Exercise directions:
Put every line of the records below into a JSON list of strings, one string per line, leaving out blank lines and the pictures.

---- Material to process

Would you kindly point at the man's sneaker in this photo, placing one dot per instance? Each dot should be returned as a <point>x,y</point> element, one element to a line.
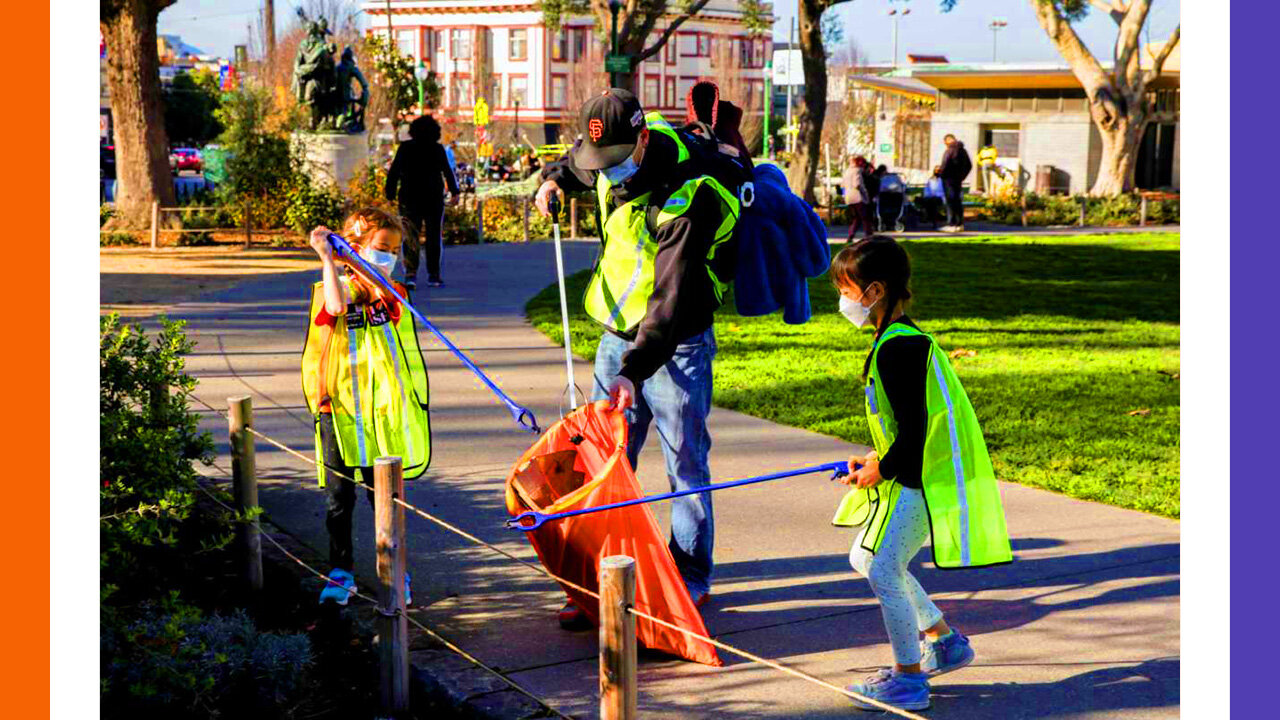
<point>945,655</point>
<point>339,588</point>
<point>571,618</point>
<point>900,689</point>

--------

Written solution:
[
  "Would you kindly point at the man's sneaker in this photo, placing one dot per instance? Each dot should be returned as a <point>x,y</point> element, one element to a line.",
  "<point>945,655</point>",
  "<point>339,588</point>",
  "<point>571,618</point>",
  "<point>900,689</point>"
]